THE TASK: Please state how many lines in the listing below contain the string "towel", treating uppercase and lowercase as different, and reply with that number alone.
((
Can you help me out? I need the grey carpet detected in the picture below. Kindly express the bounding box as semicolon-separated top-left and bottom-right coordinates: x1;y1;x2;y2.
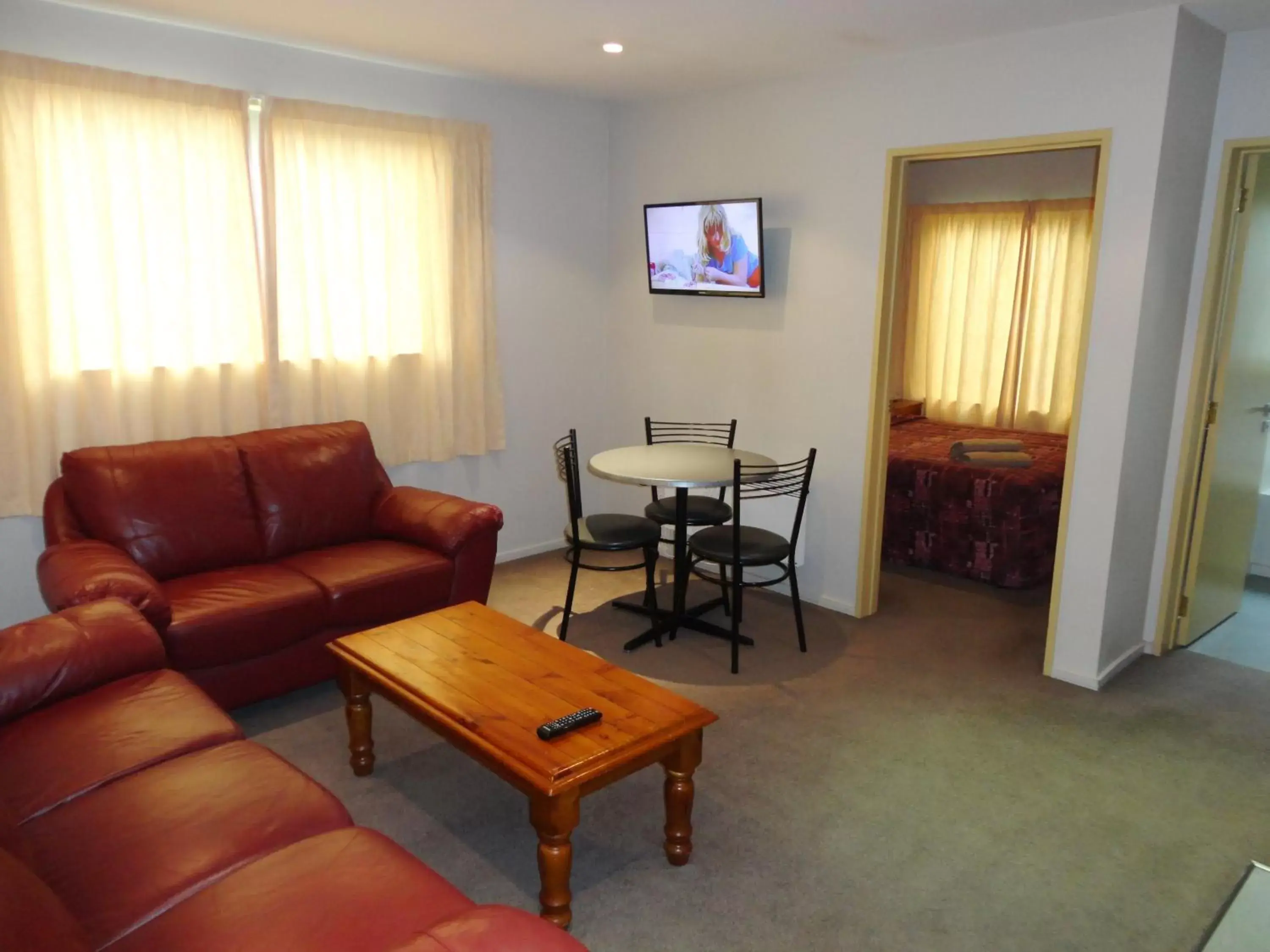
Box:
237;555;1270;952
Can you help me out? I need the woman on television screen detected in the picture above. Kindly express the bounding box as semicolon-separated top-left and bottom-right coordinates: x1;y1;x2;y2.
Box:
697;204;763;288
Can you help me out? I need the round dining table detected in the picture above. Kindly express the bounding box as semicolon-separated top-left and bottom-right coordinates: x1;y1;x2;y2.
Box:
587;443;776;651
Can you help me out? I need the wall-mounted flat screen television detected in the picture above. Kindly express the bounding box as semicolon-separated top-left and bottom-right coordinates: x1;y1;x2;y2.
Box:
644;198;766;297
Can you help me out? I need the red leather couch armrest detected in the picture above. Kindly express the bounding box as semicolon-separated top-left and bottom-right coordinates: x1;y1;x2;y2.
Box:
36;539;171;631
0;598;168;724
375;486;503;559
395;906;587;952
375;486;503;605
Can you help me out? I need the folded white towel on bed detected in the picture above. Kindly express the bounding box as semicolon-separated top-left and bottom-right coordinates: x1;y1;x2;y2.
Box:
949;439;1024;459
956;449;1033;470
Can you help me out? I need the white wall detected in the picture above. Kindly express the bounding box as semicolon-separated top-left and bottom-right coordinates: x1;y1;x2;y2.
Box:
610;8;1177;683
906;149;1099;204
1100;11;1226;671
1142;29;1270;644
0;0;608;625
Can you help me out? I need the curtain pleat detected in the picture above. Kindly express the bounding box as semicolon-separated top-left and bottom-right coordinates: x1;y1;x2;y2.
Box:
264;99;504;465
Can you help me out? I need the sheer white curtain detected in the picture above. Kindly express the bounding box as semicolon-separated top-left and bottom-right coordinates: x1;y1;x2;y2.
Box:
897;199;1093;433
904;202;1027;426
0;53;265;515
263;99;504;465
1008;199;1093;433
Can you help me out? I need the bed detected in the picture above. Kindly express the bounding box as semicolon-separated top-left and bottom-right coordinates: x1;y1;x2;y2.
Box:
881;418;1067;589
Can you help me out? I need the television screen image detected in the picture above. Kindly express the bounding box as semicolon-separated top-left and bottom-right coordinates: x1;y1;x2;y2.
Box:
644;198;765;297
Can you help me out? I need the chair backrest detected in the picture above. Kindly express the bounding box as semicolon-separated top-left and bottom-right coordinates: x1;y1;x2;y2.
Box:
732;447;815;560
551;430;582;539
644;416;737;503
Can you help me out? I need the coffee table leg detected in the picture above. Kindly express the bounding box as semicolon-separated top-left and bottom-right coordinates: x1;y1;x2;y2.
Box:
338;665;375;777
662;731;701;866
530;790;578;929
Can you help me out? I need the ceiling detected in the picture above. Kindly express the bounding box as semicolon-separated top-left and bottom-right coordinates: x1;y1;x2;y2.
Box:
62;0;1270;99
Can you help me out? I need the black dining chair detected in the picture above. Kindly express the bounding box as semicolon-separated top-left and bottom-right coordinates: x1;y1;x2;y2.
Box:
644;416;737;613
688;448;815;674
644;416;737;526
552;430;662;647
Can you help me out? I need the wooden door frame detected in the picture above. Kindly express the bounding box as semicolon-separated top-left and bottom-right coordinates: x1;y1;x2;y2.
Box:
1154;137;1270;655
855;129;1111;674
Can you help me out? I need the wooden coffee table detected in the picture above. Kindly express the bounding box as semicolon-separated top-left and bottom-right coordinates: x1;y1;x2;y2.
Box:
330;602;719;927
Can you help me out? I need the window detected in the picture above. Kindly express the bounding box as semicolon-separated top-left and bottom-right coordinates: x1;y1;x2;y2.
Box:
903;199;1093;433
0;53;503;515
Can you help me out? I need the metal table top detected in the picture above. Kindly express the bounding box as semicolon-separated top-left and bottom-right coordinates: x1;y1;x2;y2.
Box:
587;443;776;489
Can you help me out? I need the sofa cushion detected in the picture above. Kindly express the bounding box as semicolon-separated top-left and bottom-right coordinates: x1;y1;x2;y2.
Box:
163;565;326;669
234;421;389;559
0;849;91;952
20;741;351;948
62;437;264;580
112;828;472;952
281;539;455;626
0;670;243;823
))
WRITTEN REPLY: 1